任务指令 ->
在反转链表 II 的题解中,思路一的代码在离开反转范围时执行了 `reverseHead.next = null`。根据代码旁的注释,说明这一步的作用。

节选文本 ->
◇ ◇ ◇ ◇ ◇

# 92.反转链表 II
# 题目描述
给你单链表的头指针 head 和两个整数 left 和 right,其中 left <= right。请你反转从位置 left 到位置 right 的链表节点,返回反转后的链表。
# 解题思路
# 思路一
- 遍历链表,在没有到达指定反转位置时,继续遍历,直到到达指定反转位置
- 达到指定反转位置时,记录当前节点,并开始反转
- 反转过程中将在反转范围中的下一个节点(当前正在处理的节点)指向反转后头结点的下一个节点,并更新反转后头结点的下一个节点为当前节点
- 反转结束后,将进入反转节点前的一个节点执行反转链表的头节点,并将反转节点的尾结点指向当前处理的节点
- 继续遍历后续节点,直到链表遍历结束
var reverseBetween = function (head, left, right) {
if (!head) return null
let newHead = {}
let prev = newHead
let current = head
let i = 1 // 当前节点位置
let reverseHead = {}
let reverseTail = {}
while (current) {
if (i >= left && i <= right) {
if (reverseHead.next) {
let next = current.next
current.next = reverseHead.next
reverseHead.next = current
current = next
} else {
reverseHead.next = current
reverseTail.next = current
current = current.next
}
i++
continue
}
if (reverseHead.next) {
prev.next = reverseHead.next
reverseTail.next.next = current
reverseHead.next = null // 标识已经处理
} else {
prev.next = current
}
prev = current
current = current.next
i++
}
if (reverseHead.next) {
prev.next = reverseHead.next
reverseTail.next.next = current
}
return newHead.next
}
# 思路二
- 遍历链表,在没有到达指定反转位置时,继续遍历,直到到达指定反转位置
- 达到指定反转位置时,记录当前节点,继续遍历
- 反转过程中,每次将反转范围内当前正在处理的节点插入到反转链表的头结点之前
- 退出反转范围时,将反转范围的未节点执行当前正在处理的节点
- 继续遍历后续节点,直到链表遍历结束
var reverseBetween = function (head, left, right) {
if (!head) return null
let newHead = {}
let prev = newHead
let current = head
let i = 1 // 当前节点位置
let reverseHead = null
let reverseTail = null
while (current) {
if (i >= left && i <= right) {
if (!reverseHead) {
reverseHead = current
reverseTail = current
prev.next = current
current = current.next
} else {
let next = current.next
prev.next = current
current.next = reverseHead
reverseHead = current
current = next
}
i++
continue
}
if (reverseTail) {
reverseTail.next = current
reverseTail = null
} else {
prev.next = current
}
prev = current
current = current.next
i++
}
if (reverseTail) {
reverseTail.next = current
}
return newHead.next
}

◇ ◇ ◇ ◇ ◇

所给数据 ->
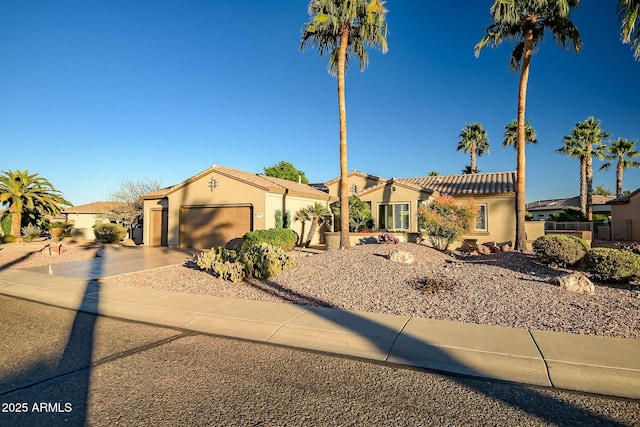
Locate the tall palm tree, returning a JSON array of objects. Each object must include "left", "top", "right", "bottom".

◇ ◇ ◇ ◇ ◇

完成结果 ->
这一步用来标识反转部分已经处理。此前代码已把 `prev.next` 接到反转后的头节点,并把反转尾节点的 `next` 指向当前节点。